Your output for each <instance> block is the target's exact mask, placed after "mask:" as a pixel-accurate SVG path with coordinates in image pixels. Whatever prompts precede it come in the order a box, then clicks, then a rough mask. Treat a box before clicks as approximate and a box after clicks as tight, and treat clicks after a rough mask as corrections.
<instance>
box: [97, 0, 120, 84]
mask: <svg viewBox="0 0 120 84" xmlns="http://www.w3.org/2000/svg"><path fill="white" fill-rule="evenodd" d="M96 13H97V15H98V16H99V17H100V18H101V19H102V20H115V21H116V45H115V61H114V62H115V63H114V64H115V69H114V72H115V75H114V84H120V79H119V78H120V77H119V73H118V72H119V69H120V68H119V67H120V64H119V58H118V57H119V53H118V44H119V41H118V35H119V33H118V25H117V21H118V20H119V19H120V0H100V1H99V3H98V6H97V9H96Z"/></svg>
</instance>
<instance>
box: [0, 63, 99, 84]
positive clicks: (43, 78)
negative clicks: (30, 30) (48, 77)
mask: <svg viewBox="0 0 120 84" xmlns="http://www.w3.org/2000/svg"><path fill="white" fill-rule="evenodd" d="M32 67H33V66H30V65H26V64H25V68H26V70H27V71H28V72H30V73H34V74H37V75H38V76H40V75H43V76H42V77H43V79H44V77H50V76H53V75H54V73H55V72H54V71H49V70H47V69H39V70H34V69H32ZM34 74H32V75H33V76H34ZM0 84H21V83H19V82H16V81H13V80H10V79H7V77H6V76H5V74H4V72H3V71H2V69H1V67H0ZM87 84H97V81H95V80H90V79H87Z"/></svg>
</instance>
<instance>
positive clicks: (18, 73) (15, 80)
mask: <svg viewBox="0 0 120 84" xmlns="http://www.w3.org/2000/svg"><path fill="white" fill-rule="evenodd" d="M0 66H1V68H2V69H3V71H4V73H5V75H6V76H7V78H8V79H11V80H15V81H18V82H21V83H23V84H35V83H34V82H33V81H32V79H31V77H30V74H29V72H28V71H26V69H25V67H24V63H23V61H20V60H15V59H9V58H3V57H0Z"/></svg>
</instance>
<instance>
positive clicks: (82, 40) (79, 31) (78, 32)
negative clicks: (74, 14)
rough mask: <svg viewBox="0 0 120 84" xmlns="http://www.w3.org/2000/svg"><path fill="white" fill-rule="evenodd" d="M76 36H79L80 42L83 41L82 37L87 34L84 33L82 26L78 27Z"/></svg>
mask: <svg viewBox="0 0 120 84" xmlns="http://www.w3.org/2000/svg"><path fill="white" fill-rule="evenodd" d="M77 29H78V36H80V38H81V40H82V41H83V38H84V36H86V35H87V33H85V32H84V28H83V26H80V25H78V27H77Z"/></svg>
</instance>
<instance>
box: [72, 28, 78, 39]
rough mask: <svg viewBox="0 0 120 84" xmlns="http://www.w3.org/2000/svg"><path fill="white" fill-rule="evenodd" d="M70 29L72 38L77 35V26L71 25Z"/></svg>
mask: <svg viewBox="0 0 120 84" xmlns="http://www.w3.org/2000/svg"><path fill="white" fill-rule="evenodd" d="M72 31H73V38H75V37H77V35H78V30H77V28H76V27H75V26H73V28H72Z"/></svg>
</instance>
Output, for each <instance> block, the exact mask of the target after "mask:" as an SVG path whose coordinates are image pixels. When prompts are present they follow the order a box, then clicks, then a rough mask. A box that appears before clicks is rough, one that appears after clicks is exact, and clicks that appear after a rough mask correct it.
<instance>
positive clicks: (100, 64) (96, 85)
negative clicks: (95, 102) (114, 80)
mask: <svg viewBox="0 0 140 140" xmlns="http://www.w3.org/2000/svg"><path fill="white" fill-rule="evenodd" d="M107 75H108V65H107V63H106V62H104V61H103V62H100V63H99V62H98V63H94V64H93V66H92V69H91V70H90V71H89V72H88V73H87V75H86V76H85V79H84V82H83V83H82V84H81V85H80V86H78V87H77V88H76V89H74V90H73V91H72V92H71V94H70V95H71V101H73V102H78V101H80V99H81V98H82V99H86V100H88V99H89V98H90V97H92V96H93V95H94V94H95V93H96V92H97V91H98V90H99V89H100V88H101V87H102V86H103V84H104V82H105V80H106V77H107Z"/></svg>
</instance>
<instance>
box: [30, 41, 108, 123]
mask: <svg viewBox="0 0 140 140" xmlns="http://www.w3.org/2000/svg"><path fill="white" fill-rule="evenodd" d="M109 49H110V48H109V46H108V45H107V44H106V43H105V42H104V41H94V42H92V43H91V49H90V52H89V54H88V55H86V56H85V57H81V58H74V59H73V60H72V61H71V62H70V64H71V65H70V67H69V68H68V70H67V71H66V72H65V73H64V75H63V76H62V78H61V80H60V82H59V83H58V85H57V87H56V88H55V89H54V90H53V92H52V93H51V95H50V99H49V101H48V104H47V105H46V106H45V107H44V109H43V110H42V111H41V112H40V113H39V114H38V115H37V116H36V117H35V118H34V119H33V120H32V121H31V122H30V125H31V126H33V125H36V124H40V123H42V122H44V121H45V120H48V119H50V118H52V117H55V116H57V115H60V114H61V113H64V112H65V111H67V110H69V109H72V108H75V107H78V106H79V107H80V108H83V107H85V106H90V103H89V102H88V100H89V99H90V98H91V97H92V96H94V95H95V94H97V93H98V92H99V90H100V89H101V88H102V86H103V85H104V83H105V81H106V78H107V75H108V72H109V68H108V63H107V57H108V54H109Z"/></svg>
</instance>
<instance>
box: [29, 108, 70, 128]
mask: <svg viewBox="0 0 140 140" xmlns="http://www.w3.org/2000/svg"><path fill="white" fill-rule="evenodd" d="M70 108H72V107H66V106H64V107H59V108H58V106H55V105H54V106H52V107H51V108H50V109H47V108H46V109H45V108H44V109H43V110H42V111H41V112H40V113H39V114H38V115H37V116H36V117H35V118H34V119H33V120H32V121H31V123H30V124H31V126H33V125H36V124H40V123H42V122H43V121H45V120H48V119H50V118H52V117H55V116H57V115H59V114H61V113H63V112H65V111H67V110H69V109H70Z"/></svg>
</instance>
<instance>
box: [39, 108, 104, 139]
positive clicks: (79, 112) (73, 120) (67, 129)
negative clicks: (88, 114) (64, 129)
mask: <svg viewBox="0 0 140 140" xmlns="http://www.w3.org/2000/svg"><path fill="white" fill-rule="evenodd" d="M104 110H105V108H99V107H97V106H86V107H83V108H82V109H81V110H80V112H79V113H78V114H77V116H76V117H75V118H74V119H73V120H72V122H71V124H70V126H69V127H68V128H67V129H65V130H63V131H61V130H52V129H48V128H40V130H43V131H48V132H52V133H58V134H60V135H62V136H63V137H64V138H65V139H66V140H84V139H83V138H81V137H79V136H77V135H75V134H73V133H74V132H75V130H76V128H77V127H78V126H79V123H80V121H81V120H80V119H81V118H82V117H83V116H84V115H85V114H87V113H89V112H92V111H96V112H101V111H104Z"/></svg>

- To do:
Copy out the lines of the data where the word "each" can be found.

- Solution for this exercise:
Your output for each <instance> block is the target's exact mask, placed after "mask:" as a pixel-accurate SVG path with coordinates in image pixels. Whatever prompts precede it come in the order a box, then clicks, then a rough mask. Treat a box before clicks as approximate and a box after clicks as tight, and treat clicks after a rough mask as corrections.
Output, for each <instance> block, the exact mask of the target after "mask:" as an SVG path whose coordinates are image pixels. When prompts are present they follow the order a box, then clicks, then a rough mask. A box that appears before clicks is rough, one that appears after clicks is exact, and clicks that appear after a rough mask correct it.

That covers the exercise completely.